Your objective
Whenever a line of the records below contains the word "necklace", copy that line.

•••

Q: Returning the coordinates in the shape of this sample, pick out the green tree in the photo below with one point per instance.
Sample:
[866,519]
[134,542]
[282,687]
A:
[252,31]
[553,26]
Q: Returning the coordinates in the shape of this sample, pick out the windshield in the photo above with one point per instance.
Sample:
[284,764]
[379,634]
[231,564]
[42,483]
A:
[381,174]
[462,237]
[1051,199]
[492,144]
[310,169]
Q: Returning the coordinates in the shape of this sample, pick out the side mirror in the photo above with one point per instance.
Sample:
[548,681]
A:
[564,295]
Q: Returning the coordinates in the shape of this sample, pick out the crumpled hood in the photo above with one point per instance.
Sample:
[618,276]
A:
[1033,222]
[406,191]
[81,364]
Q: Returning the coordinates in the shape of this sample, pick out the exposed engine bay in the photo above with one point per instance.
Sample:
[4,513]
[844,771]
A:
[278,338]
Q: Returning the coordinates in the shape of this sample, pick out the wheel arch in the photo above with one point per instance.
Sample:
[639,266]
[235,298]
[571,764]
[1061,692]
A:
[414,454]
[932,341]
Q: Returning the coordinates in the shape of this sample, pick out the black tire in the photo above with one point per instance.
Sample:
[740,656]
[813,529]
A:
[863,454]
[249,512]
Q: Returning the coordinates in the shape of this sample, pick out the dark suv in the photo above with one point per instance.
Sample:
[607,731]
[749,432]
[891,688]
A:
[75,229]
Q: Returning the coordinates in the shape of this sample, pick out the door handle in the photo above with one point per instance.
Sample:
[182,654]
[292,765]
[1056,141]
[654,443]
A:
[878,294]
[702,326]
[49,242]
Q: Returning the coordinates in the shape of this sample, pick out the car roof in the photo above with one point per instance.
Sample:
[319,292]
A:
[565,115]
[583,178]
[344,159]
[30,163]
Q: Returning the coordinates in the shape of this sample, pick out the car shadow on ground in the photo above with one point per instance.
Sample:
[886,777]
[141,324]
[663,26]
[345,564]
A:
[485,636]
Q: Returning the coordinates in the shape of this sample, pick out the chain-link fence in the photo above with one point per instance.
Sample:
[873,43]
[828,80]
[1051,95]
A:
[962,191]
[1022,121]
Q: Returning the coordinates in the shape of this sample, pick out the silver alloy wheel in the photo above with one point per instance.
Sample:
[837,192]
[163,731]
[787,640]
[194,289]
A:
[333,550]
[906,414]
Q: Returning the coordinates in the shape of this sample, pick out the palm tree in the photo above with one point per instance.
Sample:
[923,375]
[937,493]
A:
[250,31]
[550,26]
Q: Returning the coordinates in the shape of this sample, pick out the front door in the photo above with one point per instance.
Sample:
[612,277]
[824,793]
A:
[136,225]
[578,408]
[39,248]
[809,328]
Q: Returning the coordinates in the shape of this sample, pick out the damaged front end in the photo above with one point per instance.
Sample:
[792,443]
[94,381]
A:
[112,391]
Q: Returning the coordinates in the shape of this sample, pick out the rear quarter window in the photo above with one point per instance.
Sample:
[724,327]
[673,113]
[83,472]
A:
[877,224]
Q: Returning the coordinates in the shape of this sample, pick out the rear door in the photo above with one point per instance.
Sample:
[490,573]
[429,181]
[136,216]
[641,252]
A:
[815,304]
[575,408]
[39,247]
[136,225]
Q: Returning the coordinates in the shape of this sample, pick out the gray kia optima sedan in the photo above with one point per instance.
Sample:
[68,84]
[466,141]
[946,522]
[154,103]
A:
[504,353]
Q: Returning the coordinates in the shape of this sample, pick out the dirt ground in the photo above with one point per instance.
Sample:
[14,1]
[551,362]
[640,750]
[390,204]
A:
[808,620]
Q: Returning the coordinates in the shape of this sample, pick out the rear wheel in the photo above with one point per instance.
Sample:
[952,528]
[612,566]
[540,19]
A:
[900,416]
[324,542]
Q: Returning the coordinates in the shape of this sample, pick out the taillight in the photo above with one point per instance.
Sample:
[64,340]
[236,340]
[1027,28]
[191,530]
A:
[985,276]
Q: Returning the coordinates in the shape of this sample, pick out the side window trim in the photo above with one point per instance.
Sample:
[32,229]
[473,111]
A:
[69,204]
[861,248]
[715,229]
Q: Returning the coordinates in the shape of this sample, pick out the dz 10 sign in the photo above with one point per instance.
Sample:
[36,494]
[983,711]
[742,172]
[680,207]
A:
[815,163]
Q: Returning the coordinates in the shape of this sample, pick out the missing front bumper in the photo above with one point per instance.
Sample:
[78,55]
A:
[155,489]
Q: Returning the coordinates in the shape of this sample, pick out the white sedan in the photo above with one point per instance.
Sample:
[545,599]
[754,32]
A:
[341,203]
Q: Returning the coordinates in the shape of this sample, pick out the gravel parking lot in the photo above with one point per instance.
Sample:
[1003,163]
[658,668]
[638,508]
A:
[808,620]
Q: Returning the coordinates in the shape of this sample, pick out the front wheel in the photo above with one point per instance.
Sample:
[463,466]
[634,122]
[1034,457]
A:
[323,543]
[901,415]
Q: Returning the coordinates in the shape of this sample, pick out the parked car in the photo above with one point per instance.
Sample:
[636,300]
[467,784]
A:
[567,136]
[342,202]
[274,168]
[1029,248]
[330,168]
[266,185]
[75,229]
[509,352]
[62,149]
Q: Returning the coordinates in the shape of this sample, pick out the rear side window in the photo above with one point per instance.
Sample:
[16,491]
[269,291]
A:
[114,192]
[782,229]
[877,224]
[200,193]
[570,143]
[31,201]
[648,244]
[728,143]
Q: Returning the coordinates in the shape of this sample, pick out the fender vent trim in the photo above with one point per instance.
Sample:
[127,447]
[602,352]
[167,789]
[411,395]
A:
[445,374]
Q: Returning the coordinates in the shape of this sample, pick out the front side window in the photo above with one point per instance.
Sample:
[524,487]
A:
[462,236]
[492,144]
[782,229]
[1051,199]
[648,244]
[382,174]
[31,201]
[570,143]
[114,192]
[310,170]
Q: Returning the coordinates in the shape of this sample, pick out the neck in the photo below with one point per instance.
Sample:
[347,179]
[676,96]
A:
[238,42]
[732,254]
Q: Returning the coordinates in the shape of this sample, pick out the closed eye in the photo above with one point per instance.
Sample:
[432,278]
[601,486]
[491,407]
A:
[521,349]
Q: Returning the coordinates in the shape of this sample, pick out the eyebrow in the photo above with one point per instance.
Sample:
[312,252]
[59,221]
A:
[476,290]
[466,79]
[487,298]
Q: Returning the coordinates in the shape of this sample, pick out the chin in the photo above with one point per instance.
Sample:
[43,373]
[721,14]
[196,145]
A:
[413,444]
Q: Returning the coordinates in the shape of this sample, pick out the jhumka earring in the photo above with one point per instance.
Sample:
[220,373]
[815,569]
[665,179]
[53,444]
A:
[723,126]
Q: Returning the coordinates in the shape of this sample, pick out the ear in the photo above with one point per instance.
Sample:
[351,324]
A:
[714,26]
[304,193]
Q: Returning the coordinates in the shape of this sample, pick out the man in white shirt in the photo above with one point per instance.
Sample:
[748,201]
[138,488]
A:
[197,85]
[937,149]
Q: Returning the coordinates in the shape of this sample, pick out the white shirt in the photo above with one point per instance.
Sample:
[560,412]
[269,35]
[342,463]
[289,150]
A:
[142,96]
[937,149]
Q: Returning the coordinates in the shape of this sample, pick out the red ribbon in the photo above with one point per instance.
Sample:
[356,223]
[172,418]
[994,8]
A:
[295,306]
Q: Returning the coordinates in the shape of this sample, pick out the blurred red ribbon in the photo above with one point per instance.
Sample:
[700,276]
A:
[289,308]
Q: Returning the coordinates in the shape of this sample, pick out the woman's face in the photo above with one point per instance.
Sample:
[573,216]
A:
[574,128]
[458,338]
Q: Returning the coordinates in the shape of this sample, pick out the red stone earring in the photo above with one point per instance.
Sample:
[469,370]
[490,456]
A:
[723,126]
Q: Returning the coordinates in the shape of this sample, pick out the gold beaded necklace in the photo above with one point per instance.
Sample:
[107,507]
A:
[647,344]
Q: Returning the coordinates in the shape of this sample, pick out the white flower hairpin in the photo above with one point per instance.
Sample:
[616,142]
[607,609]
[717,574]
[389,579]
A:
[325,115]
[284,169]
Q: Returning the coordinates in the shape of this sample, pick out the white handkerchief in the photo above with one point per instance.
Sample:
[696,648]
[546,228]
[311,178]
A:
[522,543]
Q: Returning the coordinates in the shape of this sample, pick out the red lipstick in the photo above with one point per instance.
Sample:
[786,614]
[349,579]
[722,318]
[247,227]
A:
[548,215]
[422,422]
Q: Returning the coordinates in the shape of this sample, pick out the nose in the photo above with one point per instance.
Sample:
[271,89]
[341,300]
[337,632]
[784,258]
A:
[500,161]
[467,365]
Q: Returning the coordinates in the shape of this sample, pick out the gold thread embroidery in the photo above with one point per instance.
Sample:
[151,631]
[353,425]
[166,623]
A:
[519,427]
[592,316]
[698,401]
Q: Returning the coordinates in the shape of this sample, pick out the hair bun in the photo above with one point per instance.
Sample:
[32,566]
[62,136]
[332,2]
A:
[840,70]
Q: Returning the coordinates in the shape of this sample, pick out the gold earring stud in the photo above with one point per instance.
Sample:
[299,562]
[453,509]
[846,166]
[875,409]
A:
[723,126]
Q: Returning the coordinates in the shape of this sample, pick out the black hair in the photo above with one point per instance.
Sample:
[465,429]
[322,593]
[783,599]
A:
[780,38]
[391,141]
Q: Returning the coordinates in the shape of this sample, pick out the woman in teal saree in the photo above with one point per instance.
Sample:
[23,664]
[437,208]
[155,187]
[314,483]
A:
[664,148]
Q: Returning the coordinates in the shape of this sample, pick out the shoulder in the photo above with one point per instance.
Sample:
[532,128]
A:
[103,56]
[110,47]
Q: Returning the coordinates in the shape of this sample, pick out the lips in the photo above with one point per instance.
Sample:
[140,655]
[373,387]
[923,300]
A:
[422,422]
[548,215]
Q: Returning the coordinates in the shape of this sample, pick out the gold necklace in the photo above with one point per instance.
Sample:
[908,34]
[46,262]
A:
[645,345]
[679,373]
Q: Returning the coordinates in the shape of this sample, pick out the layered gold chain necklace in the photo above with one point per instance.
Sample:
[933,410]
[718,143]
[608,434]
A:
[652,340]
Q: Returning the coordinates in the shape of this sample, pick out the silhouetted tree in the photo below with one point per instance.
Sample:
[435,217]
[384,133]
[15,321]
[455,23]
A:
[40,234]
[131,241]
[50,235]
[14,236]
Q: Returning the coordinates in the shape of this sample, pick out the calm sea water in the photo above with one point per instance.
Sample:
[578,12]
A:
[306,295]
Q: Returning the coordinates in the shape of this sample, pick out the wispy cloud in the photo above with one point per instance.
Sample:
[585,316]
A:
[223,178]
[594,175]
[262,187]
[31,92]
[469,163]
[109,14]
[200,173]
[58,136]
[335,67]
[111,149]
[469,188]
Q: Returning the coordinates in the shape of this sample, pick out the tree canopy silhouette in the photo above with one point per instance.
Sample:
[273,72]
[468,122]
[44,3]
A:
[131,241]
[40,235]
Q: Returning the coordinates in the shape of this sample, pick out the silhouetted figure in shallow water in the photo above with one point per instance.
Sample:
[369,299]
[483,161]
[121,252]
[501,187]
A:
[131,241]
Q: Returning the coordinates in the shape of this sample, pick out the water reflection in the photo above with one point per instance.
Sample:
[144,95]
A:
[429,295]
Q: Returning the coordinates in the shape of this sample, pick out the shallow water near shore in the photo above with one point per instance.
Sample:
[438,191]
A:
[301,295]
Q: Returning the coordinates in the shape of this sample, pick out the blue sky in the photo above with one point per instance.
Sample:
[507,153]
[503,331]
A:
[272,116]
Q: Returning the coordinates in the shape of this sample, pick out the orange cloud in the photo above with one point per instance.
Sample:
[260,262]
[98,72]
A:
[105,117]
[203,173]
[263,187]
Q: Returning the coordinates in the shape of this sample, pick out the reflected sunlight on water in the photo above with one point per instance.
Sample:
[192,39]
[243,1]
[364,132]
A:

•••

Written response
Q: Returning the coordinates in the shape of this sample, pick out the gold beaded necklace in the photo above with one point per instance.
Q: Returning the coordinates in the shape of this sample, pick out the gold necklace in the photo above with one point per instance.
Q: Returning the coordinates in the shape of this sample, pick out the layered gold chain necklace in the photo above with one point per instance.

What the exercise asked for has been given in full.